In my real CSV I have LONG columns that can contain null values. In that
case I get a parse exception (and I would like to avoid to read it as a
string).
The ',bye' is just the way you can test that in my example (add that line
to the input csv).
If I use  'csv.null-literal' = '' it seems to work but, is it a workaround
or it is the right solution?

Another big problem I'm having with the new APIs is that if I use
    TableEnvironment tableEnv = TableEnvironment.create(envSettings);
then I can't convert a table to a datastream..I need to use
    StreamTableEnvironment tableEnv =
StreamTableEnvironment.create(streamEnv, envSettings);
but in that case I can't use inBatchMode..

On Fri, Apr 9, 2021 at 11:44 AM Kurt Young <ykt...@gmail.com> wrote:

> `format.ignore-first-line` is unfortunately a regression compared to the
> old one.
> I've created a ticket [1] to track this but according to current design,
> it seems not easy to do.
>
> Regarding null values, I'm not sure if I understand the issue you had.
> What do you mean by
> using ',bye' to test null Long values?
>
> [1] https://issues.apache.org/jira/browse/FLINK-22178
>
> Best,
> Kurt
>
>
> On Fri, Apr 9, 2021 at 4:46 PM Flavio Pompermaier <pomperma...@okkam.it>
> wrote:
>
>> And another thing: in my csv I added ',bye' (to test null Long values)
>> but I get a parse error..if I add  'csv.null-literal' = '' it seems to
>> work..is that the right way to solve this problem?
>>
>> On Fri, Apr 9, 2021 at 10:13 AM Flavio Pompermaier <pomperma...@okkam.it>
>> wrote:
>>
>>> Thanks Kurt, now it works. However I can't find a way to skip the CSV
>>> header..before there was  "format.ignore-first-line" but now I can't find
>>> another way to skip it.
>>> I could set csv.ignore-parse-errors to true but then I can't detect
>>> other parsing errors, otherwise I need to manually transofrm the header
>>> into a comment adding the # character at the start of the line..
>>> How can I solve that?
>>>
>>> On Fri, Apr 9, 2021 at 4:07 AM Kurt Young <ykt...@gmail.com> wrote:
>>>
>>>> My DDL is:
>>>>
>>>> CREATE TABLE csv (
>>>>        id BIGINT,
>>>>        name STRING
>>>> ) WITH (
>>>>        'connector' = 'filesystem',
>>>>        'path' = '.....',
>>>>        'format' = 'csv'
>>>> );
>>>>
>>>> Best,
>>>> Kurt
>>>>
>>>>
>>>> On Fri, Apr 9, 2021 at 10:00 AM Kurt Young <ykt...@gmail.com> wrote:
>>>>
>>>>> Hi Flavio,
>>>>>
>>>>> We would recommend you to use new table source & sink interfaces,
>>>>> which have different
>>>>> property keys compared to the old ones, e.g. 'connector' v.s.

───

What you need to do:
**A)** Repeat word for word the part of the CSV thread from "On Fri, Apr 9, 2021 at 11:44" up to and including "null Long values?".
**B)** In the CSV thread, what link is given for the ticket created to track the `format.ignore-first-line` regression?
The items were drawn from a separate source.

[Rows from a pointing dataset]
───

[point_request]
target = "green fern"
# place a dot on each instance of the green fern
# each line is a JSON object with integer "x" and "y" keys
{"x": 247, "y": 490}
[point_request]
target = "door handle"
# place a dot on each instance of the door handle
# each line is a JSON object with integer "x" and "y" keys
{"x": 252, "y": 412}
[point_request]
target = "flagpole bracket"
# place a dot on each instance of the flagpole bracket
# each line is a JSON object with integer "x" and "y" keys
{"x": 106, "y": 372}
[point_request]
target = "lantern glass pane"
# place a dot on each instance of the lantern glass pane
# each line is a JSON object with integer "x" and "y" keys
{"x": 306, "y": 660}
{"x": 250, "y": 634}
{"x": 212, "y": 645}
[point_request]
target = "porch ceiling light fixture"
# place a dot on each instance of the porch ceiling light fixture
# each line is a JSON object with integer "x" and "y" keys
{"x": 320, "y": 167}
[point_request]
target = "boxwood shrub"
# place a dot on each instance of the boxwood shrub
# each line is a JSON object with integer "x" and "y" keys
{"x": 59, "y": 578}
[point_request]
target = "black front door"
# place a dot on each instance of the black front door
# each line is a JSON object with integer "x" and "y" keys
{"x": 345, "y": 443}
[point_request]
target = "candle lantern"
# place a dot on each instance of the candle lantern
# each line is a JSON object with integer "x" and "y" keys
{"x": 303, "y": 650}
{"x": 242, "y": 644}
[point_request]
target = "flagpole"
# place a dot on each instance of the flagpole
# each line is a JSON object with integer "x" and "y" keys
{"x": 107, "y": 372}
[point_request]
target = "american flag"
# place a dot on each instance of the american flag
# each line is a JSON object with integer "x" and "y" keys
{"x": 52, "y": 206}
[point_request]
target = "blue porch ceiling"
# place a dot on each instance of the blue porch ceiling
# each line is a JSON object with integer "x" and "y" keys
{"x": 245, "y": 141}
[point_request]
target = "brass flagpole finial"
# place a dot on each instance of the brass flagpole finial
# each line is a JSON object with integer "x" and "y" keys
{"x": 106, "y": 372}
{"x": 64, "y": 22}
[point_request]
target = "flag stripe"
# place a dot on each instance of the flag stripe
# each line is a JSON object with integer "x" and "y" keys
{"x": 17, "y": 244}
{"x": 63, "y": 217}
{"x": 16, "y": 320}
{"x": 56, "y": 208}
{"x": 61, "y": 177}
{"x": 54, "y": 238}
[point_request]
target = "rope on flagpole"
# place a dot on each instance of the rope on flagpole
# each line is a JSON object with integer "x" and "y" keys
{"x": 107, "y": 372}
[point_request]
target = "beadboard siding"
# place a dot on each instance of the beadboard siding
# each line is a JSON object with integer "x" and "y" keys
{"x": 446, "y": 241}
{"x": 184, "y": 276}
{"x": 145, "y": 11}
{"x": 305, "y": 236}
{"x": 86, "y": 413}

───

Responses to the exercise:
**A)**
On Fri, Apr 9, 2021 at 11:44 AM Kurt Young <ykt...@gmail.com> wrote:

> `format.ignore-first-line` is unfortunately a regression compared to the
> old one.
> I've created a ticket [1] to track this but according to current design,
> it seems not easy to do.
>
> Regarding null values, I'm not sure if I understand the issue you had.
> What do you mean by
> using ',bye' to test null Long values?

**B)** https://issues.apache.org/jira/browse/FLINK-22178